» **EXERCISE PROMPT**
Revise the items from the line with "Would you be able to locate the microphone windscreen" up to and including the line with "<point>262,116</point>", swapping "sleeve cuff" for "shirt cuff" and leaving everything else unchanged.

Pointing dataset items
== == ==
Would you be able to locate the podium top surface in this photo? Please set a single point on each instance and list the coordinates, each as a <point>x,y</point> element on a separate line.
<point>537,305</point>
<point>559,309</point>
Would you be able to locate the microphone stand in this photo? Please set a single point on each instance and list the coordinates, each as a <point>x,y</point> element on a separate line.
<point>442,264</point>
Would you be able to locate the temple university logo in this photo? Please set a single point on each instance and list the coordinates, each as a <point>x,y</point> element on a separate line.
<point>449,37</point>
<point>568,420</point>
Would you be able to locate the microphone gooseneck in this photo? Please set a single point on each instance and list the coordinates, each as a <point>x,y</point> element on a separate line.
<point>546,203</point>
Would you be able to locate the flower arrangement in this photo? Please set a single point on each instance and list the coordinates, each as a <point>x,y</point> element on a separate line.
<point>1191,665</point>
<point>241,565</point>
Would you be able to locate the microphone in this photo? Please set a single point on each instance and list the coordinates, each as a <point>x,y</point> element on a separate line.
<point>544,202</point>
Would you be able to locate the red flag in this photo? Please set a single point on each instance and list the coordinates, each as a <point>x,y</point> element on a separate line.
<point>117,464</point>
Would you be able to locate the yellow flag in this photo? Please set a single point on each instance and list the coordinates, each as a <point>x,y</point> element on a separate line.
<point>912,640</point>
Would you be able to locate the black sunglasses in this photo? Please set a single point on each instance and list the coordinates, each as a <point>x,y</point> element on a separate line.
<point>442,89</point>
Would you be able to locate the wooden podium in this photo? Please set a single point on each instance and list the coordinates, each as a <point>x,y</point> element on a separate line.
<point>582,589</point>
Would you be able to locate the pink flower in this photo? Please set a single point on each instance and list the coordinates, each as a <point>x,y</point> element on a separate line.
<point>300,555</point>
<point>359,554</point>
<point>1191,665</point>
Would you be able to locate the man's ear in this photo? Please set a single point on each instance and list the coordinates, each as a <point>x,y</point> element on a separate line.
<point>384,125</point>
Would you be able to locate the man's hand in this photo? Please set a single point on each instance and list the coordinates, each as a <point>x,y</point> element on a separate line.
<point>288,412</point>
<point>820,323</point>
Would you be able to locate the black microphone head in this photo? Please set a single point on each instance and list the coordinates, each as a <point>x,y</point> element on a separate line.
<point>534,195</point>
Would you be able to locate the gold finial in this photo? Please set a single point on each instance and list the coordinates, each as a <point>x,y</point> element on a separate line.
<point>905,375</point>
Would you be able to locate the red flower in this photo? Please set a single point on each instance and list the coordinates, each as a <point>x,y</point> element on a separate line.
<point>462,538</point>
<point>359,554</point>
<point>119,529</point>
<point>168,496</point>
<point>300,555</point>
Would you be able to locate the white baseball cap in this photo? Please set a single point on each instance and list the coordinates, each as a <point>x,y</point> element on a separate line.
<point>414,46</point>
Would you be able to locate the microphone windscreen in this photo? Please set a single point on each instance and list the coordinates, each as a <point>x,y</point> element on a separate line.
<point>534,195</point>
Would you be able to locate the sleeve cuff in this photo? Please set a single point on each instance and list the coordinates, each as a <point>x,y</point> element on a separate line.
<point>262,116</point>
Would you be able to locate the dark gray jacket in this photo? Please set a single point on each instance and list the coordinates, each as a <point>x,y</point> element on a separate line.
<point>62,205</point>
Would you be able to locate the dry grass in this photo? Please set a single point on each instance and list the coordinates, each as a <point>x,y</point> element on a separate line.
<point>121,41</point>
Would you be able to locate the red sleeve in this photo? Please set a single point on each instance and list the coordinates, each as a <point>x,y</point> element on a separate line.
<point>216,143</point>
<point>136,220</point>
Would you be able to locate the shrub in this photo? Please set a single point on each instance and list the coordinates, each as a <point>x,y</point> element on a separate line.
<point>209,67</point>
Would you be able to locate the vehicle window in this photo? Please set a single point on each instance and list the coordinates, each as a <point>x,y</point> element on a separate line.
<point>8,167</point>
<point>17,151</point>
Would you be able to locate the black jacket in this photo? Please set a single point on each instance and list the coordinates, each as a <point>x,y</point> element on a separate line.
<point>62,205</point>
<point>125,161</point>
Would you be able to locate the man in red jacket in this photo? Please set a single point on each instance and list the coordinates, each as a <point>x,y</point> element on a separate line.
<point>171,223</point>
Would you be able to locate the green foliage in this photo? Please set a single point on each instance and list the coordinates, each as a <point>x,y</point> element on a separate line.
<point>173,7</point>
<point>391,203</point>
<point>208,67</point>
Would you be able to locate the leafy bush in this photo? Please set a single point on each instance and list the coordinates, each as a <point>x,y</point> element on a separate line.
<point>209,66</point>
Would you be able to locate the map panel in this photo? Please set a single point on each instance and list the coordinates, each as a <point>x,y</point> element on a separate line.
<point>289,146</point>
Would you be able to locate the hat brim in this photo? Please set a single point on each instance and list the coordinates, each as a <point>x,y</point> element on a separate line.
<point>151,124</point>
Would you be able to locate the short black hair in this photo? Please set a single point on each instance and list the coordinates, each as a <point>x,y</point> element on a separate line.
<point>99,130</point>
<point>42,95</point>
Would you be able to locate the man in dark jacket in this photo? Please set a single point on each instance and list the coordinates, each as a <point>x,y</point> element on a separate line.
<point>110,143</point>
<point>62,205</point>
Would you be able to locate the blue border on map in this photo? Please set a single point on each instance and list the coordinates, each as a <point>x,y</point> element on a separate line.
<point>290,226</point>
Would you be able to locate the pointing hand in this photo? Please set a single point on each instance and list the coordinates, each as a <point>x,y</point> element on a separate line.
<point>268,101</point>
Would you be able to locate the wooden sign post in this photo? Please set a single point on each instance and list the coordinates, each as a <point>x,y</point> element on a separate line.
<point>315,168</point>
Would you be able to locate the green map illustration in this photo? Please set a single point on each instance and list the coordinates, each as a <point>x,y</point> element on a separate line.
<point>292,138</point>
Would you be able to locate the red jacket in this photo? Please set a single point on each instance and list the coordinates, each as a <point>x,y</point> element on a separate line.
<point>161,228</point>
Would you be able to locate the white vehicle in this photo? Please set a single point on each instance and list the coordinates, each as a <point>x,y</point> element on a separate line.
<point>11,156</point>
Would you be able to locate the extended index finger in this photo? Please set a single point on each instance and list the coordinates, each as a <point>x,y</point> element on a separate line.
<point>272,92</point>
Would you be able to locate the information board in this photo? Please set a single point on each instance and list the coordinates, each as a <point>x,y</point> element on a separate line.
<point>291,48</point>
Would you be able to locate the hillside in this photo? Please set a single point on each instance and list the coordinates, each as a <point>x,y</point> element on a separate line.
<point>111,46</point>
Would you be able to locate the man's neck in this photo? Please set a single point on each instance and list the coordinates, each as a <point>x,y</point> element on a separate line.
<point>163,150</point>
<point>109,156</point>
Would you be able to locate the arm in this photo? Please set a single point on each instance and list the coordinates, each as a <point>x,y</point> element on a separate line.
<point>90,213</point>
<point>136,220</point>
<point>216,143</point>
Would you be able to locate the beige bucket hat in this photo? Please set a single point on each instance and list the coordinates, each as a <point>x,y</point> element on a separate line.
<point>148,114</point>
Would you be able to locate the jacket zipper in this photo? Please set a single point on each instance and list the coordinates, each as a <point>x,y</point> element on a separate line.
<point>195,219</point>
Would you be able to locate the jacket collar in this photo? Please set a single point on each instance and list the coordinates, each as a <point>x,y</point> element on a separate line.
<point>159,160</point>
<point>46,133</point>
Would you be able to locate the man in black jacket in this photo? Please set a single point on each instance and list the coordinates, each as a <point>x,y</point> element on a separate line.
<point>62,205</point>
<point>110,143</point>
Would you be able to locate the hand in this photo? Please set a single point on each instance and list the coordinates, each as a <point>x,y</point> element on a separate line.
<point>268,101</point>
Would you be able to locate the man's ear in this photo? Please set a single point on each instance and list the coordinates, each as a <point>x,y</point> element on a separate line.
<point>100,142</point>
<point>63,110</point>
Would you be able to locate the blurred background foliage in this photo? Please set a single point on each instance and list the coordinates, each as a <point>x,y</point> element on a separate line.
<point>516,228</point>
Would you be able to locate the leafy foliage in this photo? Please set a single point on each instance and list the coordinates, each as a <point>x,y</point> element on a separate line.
== == ==
» **RESULT FOR THIS TASK**
Would you be able to locate the microphone windscreen in this photo? Please set a single point on each instance and list the coordinates, each as a <point>x,y</point> element on a separate line.
<point>534,195</point>
Would you be able to locate the shirt cuff in this photo? Please set a single point on each instance and list the coordinates, each as a <point>x,y</point> element on a separate line.
<point>262,116</point>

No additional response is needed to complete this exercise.